The exercise: Write out all of the material below again, swapping each occurrence of "SHOULD" for "MUST" and leaving every other part unchanged.

....

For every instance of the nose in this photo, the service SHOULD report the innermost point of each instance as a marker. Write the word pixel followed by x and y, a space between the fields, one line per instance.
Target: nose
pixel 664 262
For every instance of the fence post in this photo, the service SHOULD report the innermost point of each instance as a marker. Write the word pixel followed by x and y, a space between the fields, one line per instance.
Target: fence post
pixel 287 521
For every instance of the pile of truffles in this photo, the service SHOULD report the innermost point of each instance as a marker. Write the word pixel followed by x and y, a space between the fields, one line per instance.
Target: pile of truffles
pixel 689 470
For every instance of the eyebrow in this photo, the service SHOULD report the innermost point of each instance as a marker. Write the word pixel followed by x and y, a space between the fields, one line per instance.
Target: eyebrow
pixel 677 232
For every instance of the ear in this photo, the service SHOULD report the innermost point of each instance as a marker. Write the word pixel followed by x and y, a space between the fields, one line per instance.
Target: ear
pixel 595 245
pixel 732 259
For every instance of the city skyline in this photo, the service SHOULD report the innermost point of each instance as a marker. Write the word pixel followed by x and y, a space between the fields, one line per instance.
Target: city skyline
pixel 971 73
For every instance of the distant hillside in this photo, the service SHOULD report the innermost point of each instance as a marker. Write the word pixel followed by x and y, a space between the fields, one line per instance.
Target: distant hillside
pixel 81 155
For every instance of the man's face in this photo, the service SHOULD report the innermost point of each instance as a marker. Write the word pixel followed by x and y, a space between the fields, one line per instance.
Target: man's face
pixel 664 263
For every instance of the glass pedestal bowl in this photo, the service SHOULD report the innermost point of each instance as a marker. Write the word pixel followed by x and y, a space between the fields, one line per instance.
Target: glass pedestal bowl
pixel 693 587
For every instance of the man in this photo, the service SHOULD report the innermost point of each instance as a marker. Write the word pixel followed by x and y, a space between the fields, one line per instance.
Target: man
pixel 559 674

....

Full output:
For every instance of the nose in this photo, the service MUST report the innermost point of each instance as a marker. Write the word pixel followed by x and y, a space between the fields, one line per instance.
Target: nose
pixel 664 262
For every instance of the fence post in this photo, the service MUST report the innermost point of each instance as a marker. Write the word pixel followed by x and y, a space between the fields, one line per instance.
Target: fence post
pixel 287 521
For every instance of the pile of truffles in this photo, the service MUST report the innermost point of each instance as a marker. Write the word pixel followed by x and y, a space between the fields, one line per instance.
Target: pile of truffles
pixel 689 470
For every instance of the eyebrow in this photo, the service MUST report the innermost point of each instance as a marker. Write the word pixel followed by x and y, a space between the fields, one line per instance.
Target: eyebrow
pixel 677 232
For every instance of the ear in this photo, the service MUST report the innermost point of each instance as a marker. Write the word pixel followed by x and y, a space between the fields, one line per instance.
Target: ear
pixel 595 245
pixel 732 259
For every instance of the city skyline in this photo, the service MUST report the innermost point of each instance as a marker. Write the word pixel followed by x and y, a space between the fields, one line per instance.
Target: city skyline
pixel 971 73
For every instance of the distant hillside in this photo, the service MUST report the innermost point of each instance as a marker. Write the word pixel followed by x and y, a space between the fields, one line per instance.
Target: distant hillside
pixel 81 155
For every instance of the man's face in this photo, the service MUST report the innermost point of each instance as a marker. Write the word pixel followed by x and y, a space between the fields, one line per instance.
Target: man's face
pixel 664 263
For every instance of the glass pedestal bowl in this photo, the service MUST report the innermost point of each instance as a marker. Write the word pixel followed by x and y, a space between the fields, one line per instance.
Target: glass pedestal bowl
pixel 693 587
For every instance of the man in this photo, the service MUST report the innermost point of each instance as a marker. Write the word pixel followed by x and y, a space between the fields, one line per instance.
Target: man
pixel 559 674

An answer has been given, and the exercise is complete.